Below is a listing from which only part is wanted; return exactly the lines from the one with "arch in the image above." up to and including the one with "bridge in the image above.".

[Extracted entries — start]

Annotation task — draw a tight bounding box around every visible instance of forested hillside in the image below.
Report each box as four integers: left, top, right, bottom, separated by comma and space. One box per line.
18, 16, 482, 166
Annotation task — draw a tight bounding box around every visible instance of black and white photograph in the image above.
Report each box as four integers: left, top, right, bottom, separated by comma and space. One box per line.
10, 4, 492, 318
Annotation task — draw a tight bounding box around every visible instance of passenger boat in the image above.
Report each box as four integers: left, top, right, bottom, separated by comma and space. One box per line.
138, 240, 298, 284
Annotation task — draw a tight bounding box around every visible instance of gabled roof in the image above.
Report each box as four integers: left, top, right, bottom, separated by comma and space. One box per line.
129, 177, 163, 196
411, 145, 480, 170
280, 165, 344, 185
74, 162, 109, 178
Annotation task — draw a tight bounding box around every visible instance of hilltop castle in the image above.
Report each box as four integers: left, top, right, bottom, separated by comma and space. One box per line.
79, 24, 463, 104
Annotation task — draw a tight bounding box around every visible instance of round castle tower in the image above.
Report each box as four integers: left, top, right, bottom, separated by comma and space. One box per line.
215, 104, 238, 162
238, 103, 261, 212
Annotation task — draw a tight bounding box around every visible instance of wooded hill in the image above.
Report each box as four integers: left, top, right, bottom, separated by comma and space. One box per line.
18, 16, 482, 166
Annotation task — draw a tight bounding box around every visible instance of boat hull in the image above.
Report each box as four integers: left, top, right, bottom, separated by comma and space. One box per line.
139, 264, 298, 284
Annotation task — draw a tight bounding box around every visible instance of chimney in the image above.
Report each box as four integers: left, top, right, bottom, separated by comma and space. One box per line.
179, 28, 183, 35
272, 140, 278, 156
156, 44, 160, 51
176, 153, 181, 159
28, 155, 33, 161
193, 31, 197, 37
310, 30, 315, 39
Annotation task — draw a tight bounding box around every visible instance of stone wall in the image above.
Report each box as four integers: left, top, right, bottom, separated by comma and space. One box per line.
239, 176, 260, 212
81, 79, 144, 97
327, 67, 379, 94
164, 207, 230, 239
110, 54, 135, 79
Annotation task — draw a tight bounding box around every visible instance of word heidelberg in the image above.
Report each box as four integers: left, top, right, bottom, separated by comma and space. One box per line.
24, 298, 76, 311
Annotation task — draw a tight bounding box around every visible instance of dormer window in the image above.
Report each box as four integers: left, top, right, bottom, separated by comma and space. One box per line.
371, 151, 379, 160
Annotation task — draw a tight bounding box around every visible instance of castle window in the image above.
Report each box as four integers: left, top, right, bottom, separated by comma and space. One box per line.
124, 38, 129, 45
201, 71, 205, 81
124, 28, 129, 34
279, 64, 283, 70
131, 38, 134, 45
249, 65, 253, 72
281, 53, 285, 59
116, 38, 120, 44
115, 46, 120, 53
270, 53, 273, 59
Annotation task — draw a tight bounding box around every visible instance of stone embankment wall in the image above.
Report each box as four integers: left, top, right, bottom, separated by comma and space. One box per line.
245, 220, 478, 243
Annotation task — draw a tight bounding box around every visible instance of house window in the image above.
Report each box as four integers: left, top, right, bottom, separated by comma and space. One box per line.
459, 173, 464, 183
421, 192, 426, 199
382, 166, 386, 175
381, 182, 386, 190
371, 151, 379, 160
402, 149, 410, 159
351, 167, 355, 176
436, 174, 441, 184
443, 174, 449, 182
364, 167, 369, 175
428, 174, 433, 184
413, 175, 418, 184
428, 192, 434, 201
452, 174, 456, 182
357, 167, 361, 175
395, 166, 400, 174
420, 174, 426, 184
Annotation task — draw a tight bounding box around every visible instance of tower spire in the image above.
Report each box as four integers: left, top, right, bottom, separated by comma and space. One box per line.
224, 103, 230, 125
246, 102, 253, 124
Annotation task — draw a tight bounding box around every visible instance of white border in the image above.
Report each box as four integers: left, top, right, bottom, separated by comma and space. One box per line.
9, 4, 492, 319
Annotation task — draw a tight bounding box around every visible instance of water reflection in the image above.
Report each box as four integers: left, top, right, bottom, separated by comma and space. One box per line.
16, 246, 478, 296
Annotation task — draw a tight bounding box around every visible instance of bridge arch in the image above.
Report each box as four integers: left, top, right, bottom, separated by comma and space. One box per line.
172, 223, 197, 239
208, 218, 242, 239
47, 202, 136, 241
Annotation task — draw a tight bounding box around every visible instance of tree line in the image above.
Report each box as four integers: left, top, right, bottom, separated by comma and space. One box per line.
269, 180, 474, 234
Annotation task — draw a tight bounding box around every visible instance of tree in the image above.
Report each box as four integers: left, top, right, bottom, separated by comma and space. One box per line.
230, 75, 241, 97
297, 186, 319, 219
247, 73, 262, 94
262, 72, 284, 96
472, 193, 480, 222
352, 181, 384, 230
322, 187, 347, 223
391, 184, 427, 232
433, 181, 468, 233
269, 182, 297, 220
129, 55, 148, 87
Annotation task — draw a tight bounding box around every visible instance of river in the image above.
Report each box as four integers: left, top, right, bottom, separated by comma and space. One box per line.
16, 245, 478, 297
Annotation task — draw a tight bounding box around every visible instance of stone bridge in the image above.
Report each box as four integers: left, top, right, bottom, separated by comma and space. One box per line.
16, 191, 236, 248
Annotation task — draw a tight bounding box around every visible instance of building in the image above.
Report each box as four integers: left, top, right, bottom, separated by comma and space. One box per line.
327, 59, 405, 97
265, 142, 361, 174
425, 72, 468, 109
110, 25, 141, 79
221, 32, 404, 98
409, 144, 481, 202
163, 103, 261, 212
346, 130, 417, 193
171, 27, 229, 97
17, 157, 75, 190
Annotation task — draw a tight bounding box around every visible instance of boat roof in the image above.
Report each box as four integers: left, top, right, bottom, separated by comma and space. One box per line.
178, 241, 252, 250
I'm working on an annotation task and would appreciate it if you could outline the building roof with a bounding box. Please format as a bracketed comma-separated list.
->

[Extracted entries — finish]

▶ _Answer for the task_
Annotation task — draw a tight bounding box around every visible instance of bridge arch in the image above.
Report each box as four integers: left, top, right, bottom, separated by comma and space. One box per line.
172, 223, 197, 239
208, 218, 242, 239
47, 202, 136, 241
Annotation task — draw a tight bounding box around every visible instance of tree line in the image above.
Report each box as four integers: left, top, right, bottom, separated by comma and space. One box per line.
269, 180, 474, 234
Annotation task — draw a tight bounding box around every visible instance of tree in the image above.
Report each box as four integers: left, top, right, bottom, separated by comma and space. One box per line.
230, 75, 241, 97
297, 186, 319, 219
247, 73, 262, 94
262, 72, 284, 96
472, 193, 480, 222
352, 181, 384, 230
322, 187, 347, 223
391, 184, 427, 232
433, 181, 468, 233
269, 182, 297, 220
129, 55, 148, 87
Annotation task — draw a tight bounding box around every visible instance of river in the image above.
Report each box as four integers: left, top, right, bottom, separated by comma and space. One box per line.
16, 245, 478, 297
Annotation task — draw a tight bounding box around every visible instance of stone bridge in the image above.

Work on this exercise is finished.